***** Exercise material *****

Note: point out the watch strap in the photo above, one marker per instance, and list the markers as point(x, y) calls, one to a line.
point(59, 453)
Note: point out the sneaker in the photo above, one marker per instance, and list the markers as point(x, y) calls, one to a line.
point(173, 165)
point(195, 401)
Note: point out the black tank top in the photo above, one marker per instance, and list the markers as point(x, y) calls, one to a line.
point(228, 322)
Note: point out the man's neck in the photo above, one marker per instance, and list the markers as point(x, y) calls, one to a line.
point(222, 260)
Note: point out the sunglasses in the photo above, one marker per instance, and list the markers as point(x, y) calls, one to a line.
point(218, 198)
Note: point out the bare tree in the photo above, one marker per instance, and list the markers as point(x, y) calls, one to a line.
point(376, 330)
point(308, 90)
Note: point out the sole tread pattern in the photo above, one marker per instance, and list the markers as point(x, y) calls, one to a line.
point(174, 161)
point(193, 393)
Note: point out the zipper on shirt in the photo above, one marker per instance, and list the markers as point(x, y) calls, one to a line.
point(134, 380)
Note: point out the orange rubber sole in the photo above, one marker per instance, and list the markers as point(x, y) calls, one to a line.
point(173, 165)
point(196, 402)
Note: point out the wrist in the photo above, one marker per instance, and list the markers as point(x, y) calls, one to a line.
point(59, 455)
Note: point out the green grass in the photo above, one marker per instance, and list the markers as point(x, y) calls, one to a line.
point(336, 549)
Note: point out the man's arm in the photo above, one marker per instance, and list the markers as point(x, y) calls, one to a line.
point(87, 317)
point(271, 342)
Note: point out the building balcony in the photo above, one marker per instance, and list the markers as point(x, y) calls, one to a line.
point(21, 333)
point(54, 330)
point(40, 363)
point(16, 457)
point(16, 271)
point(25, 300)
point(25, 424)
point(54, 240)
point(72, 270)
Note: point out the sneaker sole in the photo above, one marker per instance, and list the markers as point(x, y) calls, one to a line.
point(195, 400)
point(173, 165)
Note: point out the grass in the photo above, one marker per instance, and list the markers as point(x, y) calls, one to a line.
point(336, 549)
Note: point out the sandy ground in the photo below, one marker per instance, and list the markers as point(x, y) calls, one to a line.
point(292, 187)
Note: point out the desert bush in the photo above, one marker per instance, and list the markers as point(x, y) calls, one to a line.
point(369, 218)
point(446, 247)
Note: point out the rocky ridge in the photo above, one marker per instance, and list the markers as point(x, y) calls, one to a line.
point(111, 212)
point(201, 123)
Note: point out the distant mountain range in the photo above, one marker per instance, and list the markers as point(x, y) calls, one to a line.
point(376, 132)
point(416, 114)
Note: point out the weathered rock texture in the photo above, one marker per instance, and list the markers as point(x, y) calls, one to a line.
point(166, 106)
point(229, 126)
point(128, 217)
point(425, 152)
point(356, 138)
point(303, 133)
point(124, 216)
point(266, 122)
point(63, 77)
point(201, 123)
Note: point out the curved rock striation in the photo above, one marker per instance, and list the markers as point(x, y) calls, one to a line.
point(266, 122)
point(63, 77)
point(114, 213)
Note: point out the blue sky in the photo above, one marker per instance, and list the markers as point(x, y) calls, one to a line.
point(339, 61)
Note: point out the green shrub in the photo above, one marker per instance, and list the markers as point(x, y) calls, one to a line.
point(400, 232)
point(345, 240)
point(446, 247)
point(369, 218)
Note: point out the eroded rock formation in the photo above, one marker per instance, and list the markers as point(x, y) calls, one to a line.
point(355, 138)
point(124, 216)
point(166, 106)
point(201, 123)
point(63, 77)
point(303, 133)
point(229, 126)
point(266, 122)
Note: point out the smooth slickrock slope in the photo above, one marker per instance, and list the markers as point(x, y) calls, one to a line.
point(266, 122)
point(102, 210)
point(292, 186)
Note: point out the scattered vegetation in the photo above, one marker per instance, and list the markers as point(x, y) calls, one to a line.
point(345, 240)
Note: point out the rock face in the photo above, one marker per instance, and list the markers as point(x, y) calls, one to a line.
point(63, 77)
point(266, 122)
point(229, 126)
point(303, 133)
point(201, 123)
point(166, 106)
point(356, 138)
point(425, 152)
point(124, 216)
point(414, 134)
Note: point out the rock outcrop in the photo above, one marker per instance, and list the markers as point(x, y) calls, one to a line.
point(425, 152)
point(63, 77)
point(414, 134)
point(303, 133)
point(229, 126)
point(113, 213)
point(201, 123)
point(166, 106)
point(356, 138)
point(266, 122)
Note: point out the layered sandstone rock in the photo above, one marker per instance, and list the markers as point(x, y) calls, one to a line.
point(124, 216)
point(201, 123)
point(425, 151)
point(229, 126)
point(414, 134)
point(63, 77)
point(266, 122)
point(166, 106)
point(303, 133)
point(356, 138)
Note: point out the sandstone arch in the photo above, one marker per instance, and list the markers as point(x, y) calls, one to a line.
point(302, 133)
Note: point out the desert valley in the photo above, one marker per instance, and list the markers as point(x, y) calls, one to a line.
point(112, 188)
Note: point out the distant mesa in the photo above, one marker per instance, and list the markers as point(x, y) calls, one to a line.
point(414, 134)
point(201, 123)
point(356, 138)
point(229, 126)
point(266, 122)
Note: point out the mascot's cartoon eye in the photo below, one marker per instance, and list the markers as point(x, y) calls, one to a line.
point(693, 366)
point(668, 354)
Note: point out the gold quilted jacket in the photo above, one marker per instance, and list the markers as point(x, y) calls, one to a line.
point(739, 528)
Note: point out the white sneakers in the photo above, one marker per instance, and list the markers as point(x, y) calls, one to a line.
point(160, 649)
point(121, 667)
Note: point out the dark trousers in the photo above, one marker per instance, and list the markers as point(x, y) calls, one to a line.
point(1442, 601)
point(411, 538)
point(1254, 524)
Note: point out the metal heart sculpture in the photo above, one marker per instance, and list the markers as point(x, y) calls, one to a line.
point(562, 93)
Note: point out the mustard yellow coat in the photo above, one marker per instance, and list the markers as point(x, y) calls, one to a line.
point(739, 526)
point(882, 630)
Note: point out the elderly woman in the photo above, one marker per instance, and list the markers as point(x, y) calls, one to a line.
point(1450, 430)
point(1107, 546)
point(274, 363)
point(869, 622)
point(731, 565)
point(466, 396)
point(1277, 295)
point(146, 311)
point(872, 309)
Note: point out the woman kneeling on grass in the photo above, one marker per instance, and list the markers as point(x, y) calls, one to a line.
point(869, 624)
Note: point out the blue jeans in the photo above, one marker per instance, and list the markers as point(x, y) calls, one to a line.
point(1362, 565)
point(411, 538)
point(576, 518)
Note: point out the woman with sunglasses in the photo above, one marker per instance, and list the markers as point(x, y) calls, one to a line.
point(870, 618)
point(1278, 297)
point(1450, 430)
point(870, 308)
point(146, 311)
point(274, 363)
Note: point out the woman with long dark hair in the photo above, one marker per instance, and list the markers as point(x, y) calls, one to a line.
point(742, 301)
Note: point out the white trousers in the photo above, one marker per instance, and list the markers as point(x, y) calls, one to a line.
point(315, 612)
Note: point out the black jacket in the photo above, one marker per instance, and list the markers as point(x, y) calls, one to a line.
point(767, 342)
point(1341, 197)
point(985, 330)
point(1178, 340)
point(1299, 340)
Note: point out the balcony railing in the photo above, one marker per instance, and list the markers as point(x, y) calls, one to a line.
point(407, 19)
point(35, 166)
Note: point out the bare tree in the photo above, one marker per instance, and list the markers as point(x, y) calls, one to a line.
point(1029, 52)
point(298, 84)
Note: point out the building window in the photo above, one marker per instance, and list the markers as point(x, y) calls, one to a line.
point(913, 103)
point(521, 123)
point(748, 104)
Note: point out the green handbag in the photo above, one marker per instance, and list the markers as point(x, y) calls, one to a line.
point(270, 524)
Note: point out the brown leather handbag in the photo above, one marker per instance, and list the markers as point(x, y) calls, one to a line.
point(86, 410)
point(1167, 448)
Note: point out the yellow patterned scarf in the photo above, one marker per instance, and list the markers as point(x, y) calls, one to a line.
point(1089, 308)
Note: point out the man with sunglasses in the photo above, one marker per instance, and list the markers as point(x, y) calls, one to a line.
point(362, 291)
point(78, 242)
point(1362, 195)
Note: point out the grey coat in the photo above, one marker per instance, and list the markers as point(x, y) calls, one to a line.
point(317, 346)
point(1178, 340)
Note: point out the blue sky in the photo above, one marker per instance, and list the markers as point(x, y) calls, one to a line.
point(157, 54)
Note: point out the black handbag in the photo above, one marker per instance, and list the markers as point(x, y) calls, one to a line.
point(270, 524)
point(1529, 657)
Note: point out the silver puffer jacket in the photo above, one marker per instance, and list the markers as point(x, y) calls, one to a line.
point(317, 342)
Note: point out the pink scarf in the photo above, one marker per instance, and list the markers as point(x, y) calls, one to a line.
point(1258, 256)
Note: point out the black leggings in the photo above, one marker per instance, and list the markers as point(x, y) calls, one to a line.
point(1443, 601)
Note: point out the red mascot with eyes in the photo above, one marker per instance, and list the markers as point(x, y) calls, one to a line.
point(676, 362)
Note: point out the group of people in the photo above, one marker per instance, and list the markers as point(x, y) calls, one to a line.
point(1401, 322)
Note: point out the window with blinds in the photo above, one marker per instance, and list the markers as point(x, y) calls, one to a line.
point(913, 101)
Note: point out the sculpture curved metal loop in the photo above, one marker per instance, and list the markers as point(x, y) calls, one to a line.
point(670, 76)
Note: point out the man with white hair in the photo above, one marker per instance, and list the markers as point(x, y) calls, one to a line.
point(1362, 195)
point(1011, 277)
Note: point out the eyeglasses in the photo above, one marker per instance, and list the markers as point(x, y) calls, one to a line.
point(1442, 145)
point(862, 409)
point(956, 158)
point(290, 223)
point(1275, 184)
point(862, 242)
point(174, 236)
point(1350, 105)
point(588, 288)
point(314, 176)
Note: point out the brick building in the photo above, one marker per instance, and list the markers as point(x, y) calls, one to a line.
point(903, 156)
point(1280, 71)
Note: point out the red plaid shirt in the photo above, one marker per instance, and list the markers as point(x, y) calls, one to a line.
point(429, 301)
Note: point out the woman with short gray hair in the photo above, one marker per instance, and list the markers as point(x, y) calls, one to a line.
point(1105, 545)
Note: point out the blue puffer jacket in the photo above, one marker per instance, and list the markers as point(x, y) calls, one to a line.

*****

Activity - Produce exactly the lines from the one containing "Note: point out the brick" through the final line of the records above, both included, and no others.

Answer to the problem -
Note: point out the brick building in the photo above, one marker per instance, and list the markers as point(x, y) calls, one to a line.
point(903, 156)
point(1280, 71)
Note: point out the red plaid shirt in the photo above, one marker per instance, and list the markers as point(x, y) calls, one to a line.
point(429, 301)
Note: point out the woman with short gray hair in the photo above, one marker per instance, and list the markers as point(x, y) calls, one to a line.
point(1105, 545)
Note: point out the blue puffer jacket in the photo above, one marker per instance, and list the markers as point(x, y) calls, one to a line.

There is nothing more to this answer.